=== Texte source ===
──────────
En effet, en arrivant en groupes constitués, les féministes radicales (avec toutes leurs nuances et mouvements ou groupes associés) ne modifient pas seulement la proportion hommes/femmes mais aussi les orientations, les pratiques et les modes de relations du mouvement d’ensemble.
Un groupe ou des groupes possédant une existence propre ont forcément beaucoup plus d’influence qu’une simple participation
individuelle qui, dans le cas des femmes isolées, ne peut que se réduire
comme une peau de chagrin dès lors que les préoccupations, les manières de faire et les objectifs du milieu sont massivement dominés par les hommes, et ceci depuis si longtemps. Ce qui est vrai des femmes l’est également, des noirs, des arabes ou des ouvriers par exemple.
C’est pourquoi les pratiques et les formes de lutte du féminisme radical constituent également une manière de voir et des savoir-faire utiles pour l’ensemble des mouvements émancipateurs, transposables à d’autres luttes et à d’autres raisons de lutter.
Ce que le mouvement émancipateur devrait permettre à très large échelle et à partir de tous les rapports de pouvoir et d’oppression, le féminisme radical en indique un chemin possible : dans les thèmes, les objectifs et les formes des luttes, inconnus jusqu’ici (ou peu présents) dans les mouvements émancipateurs traditionnellement dominés par les hommes ; mais aussi dans la façon de lutter et de s’organiser à l’intérieur de tous les autres mouvements (syndicalisme, sans papiers, racisme, écologie, squats et logements, etc.).
──────────
=== Données extraites ===
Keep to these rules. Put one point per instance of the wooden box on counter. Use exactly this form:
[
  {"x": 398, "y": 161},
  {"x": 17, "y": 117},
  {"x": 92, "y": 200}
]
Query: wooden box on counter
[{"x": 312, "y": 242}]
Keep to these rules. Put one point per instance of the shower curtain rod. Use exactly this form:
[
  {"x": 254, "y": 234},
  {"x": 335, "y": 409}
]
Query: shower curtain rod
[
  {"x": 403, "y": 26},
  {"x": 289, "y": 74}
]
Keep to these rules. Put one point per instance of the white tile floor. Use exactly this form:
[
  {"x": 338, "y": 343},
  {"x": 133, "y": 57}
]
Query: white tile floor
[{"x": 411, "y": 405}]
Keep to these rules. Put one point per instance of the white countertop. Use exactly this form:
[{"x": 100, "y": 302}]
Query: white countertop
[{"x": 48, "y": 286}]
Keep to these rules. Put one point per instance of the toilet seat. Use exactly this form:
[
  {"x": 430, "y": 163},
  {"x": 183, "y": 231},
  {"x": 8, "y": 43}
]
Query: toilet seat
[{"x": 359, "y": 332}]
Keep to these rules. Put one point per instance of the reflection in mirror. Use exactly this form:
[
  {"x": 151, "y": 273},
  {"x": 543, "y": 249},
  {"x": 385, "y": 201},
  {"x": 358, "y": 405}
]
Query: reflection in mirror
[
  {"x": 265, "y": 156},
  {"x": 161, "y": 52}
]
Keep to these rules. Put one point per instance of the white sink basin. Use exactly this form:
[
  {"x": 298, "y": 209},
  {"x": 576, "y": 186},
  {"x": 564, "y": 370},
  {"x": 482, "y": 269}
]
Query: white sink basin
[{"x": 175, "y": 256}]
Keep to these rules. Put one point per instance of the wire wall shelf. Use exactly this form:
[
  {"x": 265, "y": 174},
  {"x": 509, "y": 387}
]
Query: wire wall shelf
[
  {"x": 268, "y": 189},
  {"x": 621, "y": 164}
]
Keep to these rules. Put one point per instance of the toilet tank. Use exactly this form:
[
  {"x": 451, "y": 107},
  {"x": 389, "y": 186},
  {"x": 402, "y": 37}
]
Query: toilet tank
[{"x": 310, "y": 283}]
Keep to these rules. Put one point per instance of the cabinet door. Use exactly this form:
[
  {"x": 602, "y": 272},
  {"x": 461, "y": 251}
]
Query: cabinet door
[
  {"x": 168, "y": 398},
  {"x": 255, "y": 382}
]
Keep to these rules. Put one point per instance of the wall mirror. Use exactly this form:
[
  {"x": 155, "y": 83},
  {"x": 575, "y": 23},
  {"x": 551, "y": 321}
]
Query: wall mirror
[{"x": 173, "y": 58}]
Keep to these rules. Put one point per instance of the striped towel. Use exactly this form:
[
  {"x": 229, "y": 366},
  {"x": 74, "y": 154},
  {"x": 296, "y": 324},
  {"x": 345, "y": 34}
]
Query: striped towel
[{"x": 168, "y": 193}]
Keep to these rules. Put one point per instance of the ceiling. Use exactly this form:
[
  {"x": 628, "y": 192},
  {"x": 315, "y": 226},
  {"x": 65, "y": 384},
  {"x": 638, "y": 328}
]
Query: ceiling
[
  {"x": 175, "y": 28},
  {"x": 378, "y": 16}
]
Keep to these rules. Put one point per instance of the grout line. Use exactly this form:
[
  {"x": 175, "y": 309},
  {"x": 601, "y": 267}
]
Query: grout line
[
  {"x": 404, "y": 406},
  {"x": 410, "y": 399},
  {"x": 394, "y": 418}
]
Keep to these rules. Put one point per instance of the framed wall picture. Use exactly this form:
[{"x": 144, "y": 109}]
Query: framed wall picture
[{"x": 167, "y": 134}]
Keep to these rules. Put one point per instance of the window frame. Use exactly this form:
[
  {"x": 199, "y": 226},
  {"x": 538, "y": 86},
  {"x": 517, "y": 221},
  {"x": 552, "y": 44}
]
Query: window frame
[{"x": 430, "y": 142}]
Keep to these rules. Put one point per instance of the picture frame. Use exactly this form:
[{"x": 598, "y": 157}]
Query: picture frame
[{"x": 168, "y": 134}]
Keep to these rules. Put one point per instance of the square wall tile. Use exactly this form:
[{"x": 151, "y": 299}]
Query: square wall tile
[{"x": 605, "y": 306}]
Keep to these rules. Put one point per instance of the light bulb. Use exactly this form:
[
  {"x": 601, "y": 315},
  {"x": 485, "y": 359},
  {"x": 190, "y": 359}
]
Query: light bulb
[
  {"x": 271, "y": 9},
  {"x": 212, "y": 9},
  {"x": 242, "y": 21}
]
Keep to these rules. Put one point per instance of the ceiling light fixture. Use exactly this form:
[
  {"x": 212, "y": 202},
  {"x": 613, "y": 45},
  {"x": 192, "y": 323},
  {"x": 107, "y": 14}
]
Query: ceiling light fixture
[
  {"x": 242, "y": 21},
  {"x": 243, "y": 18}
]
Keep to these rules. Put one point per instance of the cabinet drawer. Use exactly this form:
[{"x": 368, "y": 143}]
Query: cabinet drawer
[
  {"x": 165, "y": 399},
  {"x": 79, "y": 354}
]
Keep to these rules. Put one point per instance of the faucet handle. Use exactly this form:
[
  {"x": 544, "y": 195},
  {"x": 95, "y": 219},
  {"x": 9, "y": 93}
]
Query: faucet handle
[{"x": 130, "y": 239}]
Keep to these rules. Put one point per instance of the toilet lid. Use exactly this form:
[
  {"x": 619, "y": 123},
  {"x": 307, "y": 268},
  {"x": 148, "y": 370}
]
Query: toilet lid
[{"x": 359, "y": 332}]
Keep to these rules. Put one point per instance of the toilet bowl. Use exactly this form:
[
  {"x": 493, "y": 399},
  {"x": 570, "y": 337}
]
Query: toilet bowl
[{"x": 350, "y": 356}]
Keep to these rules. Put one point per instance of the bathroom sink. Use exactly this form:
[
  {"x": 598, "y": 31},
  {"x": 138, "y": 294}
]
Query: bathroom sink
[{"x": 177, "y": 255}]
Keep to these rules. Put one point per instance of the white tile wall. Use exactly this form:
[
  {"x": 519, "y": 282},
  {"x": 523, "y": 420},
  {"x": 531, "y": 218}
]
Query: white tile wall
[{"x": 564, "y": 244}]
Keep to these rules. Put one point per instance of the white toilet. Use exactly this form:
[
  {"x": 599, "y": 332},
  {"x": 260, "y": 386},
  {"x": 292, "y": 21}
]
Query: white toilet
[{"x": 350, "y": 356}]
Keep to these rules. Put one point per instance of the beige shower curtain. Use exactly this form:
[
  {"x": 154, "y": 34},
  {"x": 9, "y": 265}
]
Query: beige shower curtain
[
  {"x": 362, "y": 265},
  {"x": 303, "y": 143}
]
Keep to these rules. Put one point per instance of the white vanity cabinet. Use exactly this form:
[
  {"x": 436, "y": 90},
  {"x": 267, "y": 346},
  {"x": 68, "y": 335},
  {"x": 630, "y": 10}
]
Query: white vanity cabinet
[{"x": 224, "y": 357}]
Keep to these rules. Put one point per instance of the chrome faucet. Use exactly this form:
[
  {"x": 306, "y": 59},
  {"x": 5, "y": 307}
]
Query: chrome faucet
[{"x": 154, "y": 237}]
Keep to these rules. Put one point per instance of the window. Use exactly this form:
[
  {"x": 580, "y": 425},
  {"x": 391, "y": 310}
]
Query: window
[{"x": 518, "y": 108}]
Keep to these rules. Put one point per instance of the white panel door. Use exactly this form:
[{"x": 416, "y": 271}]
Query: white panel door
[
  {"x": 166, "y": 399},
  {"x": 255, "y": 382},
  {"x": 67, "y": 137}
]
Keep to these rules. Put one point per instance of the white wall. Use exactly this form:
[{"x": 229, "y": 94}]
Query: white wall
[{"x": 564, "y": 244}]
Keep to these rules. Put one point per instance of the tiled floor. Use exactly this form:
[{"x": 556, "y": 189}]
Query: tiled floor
──────────
=== Consigne A ===
Reproduisez fidèlement le passage du texte sur le féminisme radical, de « C’est pourquoi les » à « et logements, etc.). ».
=== Consigne B ===
D'après le texte sur le féminisme radical, que modifient les féministes radicales en arrivant en groupes constitués, en plus de la proportion hommes/femmes ?
=== Consigne C ===
Rédigez la suite du texte sur le féminisme radical à partir de sa dernière phrase.

=== Réponse finale A ===
C’est pourquoi les pratiques et les formes de lutte du féminisme radical constituent également une manière de voir et des savoir-faire utiles pour l’ensemble des mouvements émancipateurs, transposables à d’autres luttes et à d’autres raisons de lutter.
Ce que le mouvement émancipateur devrait permettre à très large échelle et à partir de tous les rapports de pouvoir et d’oppression, le féminisme radical en indique un chemin possible : dans les thèmes, les objectifs et les formes des luttes, inconnus jusqu’ici (ou peu présents) dans les mouvements émancipateurs traditionnellement dominés par les hommes ; mais aussi dans la façon de lutter et de s’organiser à l’intérieur de tous les autres mouvements (syndicalisme, sans papiers, racisme, écologie, squats et logements, etc.).

=== Réponse finale B ===
Elles modifient aussi les orientations, les pratiques et les modes de relations du mouvement d'ensemble.

=== Réponse finale C ===
Par exemple l’arrivée l’année dernière de deux émissions féministes sur Radio Canut [une radio alternative lyonnaise] a permis de constituer une nouvelle force féministe au niveau du milieu militant lyonnais. Ce n’est pas seulement une émission de radio, ce sont des moments privilégiés d’échanges, de rencontres et d’affinités qui se nouent, de nouvelles envies de lutter.
Et pour le fonctionnement général de la radio, c’est aussi un mini-bouleversement, il a fallu que les hommes acceptent de laisser les ondes vingt-quatre heures aux féministes pour le 8 Mars, ce qui n’a pas été facile à comprendre pour tous. Depuis, il y a plusieurs femmes qui sont au « bureau » de cette radio associative et autogérée, et qui prennent part aux décisions de la radio.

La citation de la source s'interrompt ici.